--- Task prompt ---
Write out every record in full, exactly as written, please.

[Records from a data collection]
^^^^^^^^^^^^^^^^
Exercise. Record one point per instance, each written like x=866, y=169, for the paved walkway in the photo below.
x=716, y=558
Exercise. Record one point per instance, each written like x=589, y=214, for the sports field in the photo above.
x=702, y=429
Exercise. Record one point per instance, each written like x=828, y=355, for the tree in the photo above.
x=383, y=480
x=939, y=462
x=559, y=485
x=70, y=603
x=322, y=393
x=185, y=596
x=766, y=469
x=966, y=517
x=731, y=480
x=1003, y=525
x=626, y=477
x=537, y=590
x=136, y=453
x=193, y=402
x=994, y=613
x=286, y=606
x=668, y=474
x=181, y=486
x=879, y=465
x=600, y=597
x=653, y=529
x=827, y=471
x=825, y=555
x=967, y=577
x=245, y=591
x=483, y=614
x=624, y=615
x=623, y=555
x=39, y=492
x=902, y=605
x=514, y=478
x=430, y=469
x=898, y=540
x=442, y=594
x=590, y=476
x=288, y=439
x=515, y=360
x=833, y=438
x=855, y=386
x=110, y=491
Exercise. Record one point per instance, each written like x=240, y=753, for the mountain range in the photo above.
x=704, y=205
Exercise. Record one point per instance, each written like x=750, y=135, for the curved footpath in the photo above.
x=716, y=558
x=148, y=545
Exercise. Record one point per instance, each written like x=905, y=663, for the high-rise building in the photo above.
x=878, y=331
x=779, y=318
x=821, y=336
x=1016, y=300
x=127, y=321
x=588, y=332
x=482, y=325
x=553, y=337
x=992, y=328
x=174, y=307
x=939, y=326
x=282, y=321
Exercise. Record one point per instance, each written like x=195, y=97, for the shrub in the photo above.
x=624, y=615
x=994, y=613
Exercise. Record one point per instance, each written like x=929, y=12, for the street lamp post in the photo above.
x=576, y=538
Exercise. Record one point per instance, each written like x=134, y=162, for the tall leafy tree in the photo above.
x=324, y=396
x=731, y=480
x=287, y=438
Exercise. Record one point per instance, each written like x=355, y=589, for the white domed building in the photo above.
^^^^^^^^^^^^^^^^
--- Task response ---
Exercise. Record one point per instance, each written like x=866, y=169, for the paved walkway in the photo below.
x=716, y=558
Exercise. Record one point per instance, each written like x=589, y=214, for the sports field in the photo above.
x=702, y=429
Exercise. Record one point per instance, each written like x=828, y=355, for the tree in the photo above.
x=383, y=480
x=939, y=462
x=559, y=485
x=70, y=603
x=322, y=393
x=185, y=596
x=766, y=469
x=966, y=517
x=731, y=480
x=1003, y=525
x=626, y=477
x=537, y=590
x=136, y=453
x=193, y=402
x=994, y=613
x=286, y=606
x=668, y=474
x=181, y=486
x=879, y=465
x=600, y=597
x=653, y=529
x=827, y=471
x=825, y=555
x=967, y=577
x=245, y=591
x=483, y=614
x=624, y=615
x=623, y=555
x=39, y=492
x=902, y=605
x=514, y=478
x=430, y=469
x=898, y=540
x=442, y=594
x=590, y=476
x=288, y=439
x=515, y=360
x=833, y=438
x=855, y=386
x=110, y=491
Exercise. Record one point per instance, each written like x=240, y=753, for the mountain range in the photo above.
x=704, y=205
Exercise. Record one point per instance, each written like x=750, y=135, for the curved footpath in the photo above.
x=716, y=558
x=148, y=545
Exercise. Record one point per instance, each written like x=905, y=663, for the high-rise building in the photo above.
x=878, y=331
x=779, y=318
x=821, y=336
x=1016, y=300
x=127, y=321
x=588, y=332
x=482, y=325
x=553, y=337
x=992, y=328
x=174, y=307
x=939, y=326
x=282, y=321
Exercise. Record one point per instance, each written like x=195, y=97, for the shrub in the photo above.
x=624, y=615
x=994, y=613
Exercise. Record one point per instance, each written like x=929, y=12, for the street lamp post in the photo above.
x=576, y=538
Exercise. Record one point per instance, each written like x=134, y=162, for the tall leafy tree in the photo above.
x=324, y=396
x=731, y=480
x=287, y=438
Exercise. Record one point per instance, each written like x=355, y=589, for the white domed building in the photo above.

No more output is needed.